> _Source_
The person who authorized all the abuse and torture at Abu Ghraib, the man who gave the green light to the abuses in that prison, is the president of the United States, George W. Bush.

Again: there is no longer any reasonable factual debate about this (hence to near total silence of the Republican right), and the Senate report finally holds the president responsible in bipartisan fashion:

The abuse of detainees in U.S. custody cannot simply be attributed to the actions of "a few bad apples" acting on their own. The fact is that senior officials in the United States government solicited information on how to use aggressive techniques, redefined the law to create the appearance of their legality, and authorized their use against detainees. Those efforts damaged our ability to collect accurate intelligence that could save lives, strengthened the hand of our enemies, and compromised our moral authority.

Those ghastly pctures of naked, hooded prisoners? Bush approved nudity and hooding of prisoners. Hypothermia? Sleep deprivation? Bush signed a memo removing the most baseline protections for all human beings under the Geneva Conventions. Waterboarding? Bush knew full well. As did Rice and Tenet and Powell and that poseur in defense of human rights, Paul Wolfowitz. But even before the memo, before any prisoners were captured, the Bush administration was working on how to torture them:

In December 2001, more than a month before the President signed his memorandum, the Department of Defense (DoD) General Counsel's Office had already solicited information on detainee "exploitation" from the Joint Personnel Recovery Agency (JPRA), an agency whose expertise was in training American personnel to withstand interrogation techniques considered illegal under the Geneva Conventions.

Let's be absolutely clear what this means: When we saw an image of Lynndie England pulling a naked prisoner around on a leash, we assumed at the time that she improvised this, or was some kind of "bad apple." This is and was a conscious lie to the Congress, and to the American people, and to the world. The person who authorized the use of nudity and leashes on prisoners was not Lynndie England or any of the other grunts thrown to the wolves.

It gets worse:

The torture and abuse techniques authorized by the president of the United States were drawn from methods designed by the Communist Chinese to extract false confessions from broken human beings (although many of the torture methods - from hypothermia to sleep deprivation - had been pioneered by the Gestapo using George Tenet's precise phrase "enhanced interrogation". The historical proof of this is here - and Americans tried and executed those responsible for the same techniques now used by the president of the United States.)

> _To do_
• 1. Reproduce everything in the Abu Ghraib text from "The abuse of" down to "our moral authority.".
• 2. Condense the paragraph of the Abu Ghraib text that begins "In December 2001" into a shorter version that keeps its main facts.

> _Records shown_
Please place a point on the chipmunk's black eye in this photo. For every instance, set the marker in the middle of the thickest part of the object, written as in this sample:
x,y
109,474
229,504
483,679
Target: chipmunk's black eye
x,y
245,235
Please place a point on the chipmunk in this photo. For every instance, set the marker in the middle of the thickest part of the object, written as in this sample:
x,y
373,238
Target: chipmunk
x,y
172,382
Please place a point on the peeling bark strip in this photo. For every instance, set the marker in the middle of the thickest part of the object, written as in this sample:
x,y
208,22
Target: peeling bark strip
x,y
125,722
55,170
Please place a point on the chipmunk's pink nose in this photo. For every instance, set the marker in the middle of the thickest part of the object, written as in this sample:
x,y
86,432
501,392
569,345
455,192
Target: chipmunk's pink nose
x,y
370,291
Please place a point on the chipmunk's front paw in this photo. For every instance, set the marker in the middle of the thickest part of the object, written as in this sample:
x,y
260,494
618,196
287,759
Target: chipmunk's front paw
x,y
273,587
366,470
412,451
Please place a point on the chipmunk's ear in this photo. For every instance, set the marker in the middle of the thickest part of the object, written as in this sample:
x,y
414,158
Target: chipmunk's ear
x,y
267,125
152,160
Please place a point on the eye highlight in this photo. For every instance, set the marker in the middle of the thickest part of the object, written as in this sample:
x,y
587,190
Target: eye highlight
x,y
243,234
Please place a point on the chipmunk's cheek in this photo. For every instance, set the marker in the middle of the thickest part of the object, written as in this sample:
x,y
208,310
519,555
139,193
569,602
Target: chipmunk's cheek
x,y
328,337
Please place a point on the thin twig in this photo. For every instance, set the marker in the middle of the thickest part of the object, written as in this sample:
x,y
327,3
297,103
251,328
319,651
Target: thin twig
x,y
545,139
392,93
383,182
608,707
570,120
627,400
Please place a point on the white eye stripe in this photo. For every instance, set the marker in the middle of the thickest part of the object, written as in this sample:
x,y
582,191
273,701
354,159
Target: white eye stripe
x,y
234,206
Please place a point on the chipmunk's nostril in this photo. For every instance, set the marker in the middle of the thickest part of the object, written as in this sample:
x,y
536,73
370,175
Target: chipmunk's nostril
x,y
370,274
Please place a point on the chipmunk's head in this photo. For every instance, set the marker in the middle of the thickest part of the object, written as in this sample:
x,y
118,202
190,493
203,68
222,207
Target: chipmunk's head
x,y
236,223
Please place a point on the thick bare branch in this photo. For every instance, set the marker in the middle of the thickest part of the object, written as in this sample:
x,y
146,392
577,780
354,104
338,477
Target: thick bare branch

> _Answers to the exercises_
• 1.
The abuse of detainees in U.S. custody cannot simply be attributed to the actions of "a few bad apples" acting on their own. The fact is that senior officials in the United States government solicited information on how to use aggressive techniques, redefined the law to create the appearance of their legality, and authorized their use against detainees. Those efforts damaged our ability to collect accurate intelligence that could save lives, strengthened the hand of our enemies, and compromised our moral authority.

• 2. In December 2001, over a month before the President signed his memorandum, the Department of Defense General Counsel's Office asked the Joint Personnel Recovery Agency (JPRA) for information on detainee "exploitation." The JPRA specialized in training American personnel to withstand interrogation techniques considered illegal under the Geneva Conventions.